--- AIM OF THE EXERCISE ---
Considering only lines that hold the word "every", report how many there are in the listing below, as a single number.
=== Section Start ===
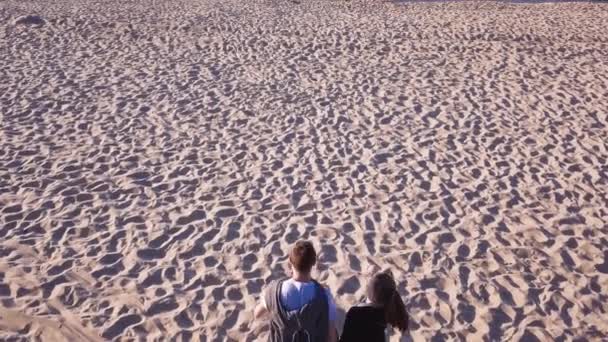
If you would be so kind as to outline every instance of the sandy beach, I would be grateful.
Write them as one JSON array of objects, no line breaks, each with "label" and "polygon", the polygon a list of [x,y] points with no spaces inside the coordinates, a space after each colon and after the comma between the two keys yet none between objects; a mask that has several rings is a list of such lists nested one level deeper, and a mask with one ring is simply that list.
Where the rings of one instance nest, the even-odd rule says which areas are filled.
[{"label": "sandy beach", "polygon": [[[37,17],[27,17],[37,16]],[[608,340],[608,3],[0,1],[0,340]],[[341,327],[339,327],[341,329]]]}]

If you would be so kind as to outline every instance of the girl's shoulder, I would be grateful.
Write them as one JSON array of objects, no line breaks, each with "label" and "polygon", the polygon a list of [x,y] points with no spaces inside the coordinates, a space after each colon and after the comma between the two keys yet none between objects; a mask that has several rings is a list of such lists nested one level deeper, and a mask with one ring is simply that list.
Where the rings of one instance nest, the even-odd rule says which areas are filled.
[{"label": "girl's shoulder", "polygon": [[386,321],[384,310],[379,307],[355,305],[346,313],[341,341],[385,341]]},{"label": "girl's shoulder", "polygon": [[384,310],[368,303],[361,303],[351,307],[346,315],[353,319],[361,318],[365,321],[384,321]]}]

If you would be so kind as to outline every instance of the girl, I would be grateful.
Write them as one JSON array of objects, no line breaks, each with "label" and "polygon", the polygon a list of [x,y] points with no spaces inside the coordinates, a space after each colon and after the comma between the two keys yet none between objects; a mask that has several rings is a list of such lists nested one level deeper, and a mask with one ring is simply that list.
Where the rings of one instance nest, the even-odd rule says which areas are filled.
=== Section End ===
--- OUTPUT OF THE TASK ---
3